**Text under study**.
More On Heart Disease and Sugar in its Many Forms!
If you are willing to do some research on your own, it is easy to find the link between heart disease and SUGAR. It is NOT saturated fat that causes heart disease, however the consumption of too much sugar whether it is by the teaspoon full, or the hidden glucose in simple empty calorie carbs, candy, processed cereals and almost all processed foods including many canned goods and 99% of the crunchie/munchie isle of your local supermarket. Someday when you have nothing to do, take a SLOW walk down the snack isle of your grocery and pick up bags of potato chips, crackers, cookies, donuts, etc. and READ the labels. You will find there is little or no nutritive value in any of the items. You will also find a great deal of sodium and hidden sugar in all of them. The same thing can be said for eating at most fast food restaurants or coffee shops.
Take a look:
Here is additional information you may not know about:
The recent CDC study adds to growing evidence that sugar — not dietary fat — is connected to numerous health woes, including cardiovascular disease. Experience Life previously looked at research into the relationship between sugar, saturated fat and heart disease:
[A] large meta-analysis recently published in the American Journal of Clinical Nutrition finds no significant link between saturated fat and heart disease. More importantly, the meta-analysis (which looked at 21 studies involving about 350,000 people) finds that refined carbs and processed sugar are the real culprit when it comes to heart disease.
The problem with cutting out saturated fat is two-fold: Not only is saturated fat needed for a variety of biochemical functions within our bodies, including proper cell, nerve and brain function, but also, when people restrict saturated fat from their diets, they tend to replace it with refined carbohydrates.
“If you reduce saturated fat and replace it with high glycemic-index carbohydrates, you may not only not get benefits — you might actually produce harm,” David Ludwig, MD, PhD, director of the Obesity Program at Children’s Hospital Boston, recently said. He adds that when it comes to a piece of buttered toast, “butter is actually the more healthful component.”

**Recorded information**.
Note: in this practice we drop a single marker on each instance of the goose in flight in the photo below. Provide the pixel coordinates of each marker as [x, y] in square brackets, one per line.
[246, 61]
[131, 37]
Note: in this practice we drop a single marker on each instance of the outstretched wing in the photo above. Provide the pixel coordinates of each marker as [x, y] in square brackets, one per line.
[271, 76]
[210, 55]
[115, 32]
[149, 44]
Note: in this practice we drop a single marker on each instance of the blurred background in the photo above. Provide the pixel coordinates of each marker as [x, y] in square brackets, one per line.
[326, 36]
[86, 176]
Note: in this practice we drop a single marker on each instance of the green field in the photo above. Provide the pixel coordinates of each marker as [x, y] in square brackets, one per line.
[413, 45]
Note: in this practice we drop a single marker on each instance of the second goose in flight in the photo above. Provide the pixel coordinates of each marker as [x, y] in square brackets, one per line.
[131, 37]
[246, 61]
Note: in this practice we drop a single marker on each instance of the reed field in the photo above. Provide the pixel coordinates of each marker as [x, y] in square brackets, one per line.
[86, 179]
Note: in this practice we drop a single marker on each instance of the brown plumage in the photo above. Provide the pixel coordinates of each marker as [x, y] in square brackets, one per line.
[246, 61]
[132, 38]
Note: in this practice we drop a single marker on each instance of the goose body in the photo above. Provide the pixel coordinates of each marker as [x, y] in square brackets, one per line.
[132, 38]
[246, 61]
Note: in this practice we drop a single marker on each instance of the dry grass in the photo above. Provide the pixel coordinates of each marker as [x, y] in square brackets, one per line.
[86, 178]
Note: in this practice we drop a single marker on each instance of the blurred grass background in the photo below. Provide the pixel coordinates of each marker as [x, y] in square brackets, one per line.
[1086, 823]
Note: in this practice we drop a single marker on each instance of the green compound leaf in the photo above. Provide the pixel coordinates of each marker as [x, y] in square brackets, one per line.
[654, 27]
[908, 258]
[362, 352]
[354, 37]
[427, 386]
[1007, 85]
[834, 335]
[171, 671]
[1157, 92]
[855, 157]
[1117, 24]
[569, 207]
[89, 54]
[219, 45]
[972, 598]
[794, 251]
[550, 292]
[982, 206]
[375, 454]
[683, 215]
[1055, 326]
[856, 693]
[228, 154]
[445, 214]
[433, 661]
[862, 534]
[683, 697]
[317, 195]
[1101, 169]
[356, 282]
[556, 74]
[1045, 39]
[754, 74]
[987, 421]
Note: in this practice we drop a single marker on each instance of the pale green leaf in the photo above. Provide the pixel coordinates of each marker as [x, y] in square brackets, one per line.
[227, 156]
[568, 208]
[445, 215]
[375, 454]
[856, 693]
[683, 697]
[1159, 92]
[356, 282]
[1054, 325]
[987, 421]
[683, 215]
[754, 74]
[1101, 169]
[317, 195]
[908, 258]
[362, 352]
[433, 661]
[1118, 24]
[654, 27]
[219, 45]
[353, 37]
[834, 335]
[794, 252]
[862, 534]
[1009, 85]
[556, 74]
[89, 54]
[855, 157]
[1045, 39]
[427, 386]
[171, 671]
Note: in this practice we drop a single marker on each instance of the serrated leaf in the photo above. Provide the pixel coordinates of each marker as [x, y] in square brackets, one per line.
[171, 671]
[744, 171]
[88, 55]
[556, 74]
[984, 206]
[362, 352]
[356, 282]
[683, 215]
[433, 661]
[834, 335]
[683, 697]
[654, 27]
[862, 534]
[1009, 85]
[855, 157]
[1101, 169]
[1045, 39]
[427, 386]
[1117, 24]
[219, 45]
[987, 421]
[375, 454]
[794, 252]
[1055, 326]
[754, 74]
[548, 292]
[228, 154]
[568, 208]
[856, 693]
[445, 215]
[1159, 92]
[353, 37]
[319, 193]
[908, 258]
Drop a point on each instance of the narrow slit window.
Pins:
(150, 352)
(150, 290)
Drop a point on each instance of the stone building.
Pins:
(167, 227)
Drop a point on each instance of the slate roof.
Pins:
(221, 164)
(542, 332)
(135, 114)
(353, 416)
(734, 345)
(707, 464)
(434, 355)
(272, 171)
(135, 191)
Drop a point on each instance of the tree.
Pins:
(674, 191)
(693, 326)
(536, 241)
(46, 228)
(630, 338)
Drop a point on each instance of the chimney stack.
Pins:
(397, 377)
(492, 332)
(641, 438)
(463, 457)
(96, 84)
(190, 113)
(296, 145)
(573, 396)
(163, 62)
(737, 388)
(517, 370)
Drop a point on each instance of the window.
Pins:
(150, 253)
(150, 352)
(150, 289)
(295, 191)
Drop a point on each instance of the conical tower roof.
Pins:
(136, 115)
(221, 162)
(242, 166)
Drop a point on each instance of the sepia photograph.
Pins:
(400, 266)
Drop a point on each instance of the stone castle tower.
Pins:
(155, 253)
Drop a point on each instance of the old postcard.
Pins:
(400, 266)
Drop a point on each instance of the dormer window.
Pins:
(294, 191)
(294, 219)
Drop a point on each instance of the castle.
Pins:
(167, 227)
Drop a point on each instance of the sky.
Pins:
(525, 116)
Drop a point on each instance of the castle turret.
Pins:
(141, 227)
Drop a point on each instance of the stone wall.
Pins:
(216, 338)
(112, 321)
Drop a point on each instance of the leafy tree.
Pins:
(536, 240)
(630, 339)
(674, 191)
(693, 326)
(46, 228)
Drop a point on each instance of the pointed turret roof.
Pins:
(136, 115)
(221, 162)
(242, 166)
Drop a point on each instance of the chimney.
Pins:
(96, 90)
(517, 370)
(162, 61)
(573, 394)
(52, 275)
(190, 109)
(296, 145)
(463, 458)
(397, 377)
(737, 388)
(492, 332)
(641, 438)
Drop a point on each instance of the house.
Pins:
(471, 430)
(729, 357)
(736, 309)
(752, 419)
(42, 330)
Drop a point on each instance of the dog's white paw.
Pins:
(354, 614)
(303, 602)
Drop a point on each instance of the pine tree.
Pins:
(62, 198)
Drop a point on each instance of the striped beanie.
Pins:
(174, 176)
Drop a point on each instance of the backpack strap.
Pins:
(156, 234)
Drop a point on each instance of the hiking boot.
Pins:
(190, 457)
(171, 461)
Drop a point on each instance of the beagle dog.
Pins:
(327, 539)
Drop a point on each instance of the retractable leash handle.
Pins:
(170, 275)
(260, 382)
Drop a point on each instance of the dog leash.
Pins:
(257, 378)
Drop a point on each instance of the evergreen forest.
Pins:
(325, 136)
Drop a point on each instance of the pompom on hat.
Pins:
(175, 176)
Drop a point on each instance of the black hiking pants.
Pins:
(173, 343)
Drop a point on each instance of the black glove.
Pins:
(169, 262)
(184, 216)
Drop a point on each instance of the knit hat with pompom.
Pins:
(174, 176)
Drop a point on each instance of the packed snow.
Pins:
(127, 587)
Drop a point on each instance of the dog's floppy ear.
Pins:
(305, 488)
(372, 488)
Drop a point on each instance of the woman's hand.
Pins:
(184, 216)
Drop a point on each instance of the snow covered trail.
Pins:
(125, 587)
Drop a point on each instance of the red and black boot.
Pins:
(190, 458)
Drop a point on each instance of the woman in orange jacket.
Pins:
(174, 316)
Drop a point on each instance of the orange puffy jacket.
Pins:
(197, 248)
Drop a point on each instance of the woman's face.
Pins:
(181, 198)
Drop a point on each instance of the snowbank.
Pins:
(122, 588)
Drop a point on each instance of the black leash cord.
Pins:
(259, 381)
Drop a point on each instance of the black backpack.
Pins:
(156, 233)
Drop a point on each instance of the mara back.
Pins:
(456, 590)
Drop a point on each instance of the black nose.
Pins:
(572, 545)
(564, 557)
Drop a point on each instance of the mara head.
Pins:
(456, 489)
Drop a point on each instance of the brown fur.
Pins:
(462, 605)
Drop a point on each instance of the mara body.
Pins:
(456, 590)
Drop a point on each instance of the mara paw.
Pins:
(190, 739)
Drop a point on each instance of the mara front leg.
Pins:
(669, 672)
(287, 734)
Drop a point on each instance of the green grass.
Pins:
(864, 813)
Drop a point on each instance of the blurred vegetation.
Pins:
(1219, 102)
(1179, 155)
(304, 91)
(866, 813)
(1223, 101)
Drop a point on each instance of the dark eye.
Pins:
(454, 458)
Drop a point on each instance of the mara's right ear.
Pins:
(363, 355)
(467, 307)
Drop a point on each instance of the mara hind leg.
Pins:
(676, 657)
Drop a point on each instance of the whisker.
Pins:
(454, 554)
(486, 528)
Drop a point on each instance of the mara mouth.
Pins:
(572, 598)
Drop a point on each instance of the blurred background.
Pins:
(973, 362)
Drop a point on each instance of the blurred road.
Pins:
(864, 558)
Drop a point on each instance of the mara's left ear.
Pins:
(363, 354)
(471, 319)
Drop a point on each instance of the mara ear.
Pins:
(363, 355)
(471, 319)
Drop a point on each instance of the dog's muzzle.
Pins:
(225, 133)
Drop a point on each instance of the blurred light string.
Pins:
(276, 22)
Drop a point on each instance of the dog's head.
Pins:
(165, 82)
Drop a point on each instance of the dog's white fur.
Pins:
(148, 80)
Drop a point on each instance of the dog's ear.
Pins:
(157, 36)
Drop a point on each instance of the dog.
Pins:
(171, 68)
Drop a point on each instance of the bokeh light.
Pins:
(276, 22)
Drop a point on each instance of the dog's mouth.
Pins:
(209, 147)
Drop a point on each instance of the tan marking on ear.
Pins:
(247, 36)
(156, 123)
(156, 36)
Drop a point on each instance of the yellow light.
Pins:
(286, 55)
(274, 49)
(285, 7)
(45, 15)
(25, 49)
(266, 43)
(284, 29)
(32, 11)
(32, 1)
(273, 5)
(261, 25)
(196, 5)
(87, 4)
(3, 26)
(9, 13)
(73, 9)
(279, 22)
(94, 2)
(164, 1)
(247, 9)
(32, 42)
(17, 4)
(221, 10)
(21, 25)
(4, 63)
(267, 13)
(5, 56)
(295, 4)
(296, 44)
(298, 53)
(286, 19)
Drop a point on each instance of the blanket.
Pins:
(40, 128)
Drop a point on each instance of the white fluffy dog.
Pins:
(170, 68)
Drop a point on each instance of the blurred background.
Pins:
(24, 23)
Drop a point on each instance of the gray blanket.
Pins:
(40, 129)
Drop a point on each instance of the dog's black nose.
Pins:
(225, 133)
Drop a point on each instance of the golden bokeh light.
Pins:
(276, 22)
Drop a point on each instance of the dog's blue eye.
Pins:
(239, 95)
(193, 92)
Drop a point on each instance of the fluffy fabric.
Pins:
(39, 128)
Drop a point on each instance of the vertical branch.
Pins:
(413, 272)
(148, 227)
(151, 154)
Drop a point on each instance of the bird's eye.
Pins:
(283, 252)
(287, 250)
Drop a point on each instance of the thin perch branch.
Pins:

**Exercise brief**.
From the text on heart disease and sugar, copy out word for word the passage beginning with "The problem with" and continuing through "with refined carbohydrates.".

**Task output**.
The problem with cutting out saturated fat is two-fold: Not only is saturated fat needed for a variety of biochemical functions within our bodies, including proper cell, nerve and brain function, but also, when people restrict saturated fat from their diets, they tend to replace it with refined carbohydrates.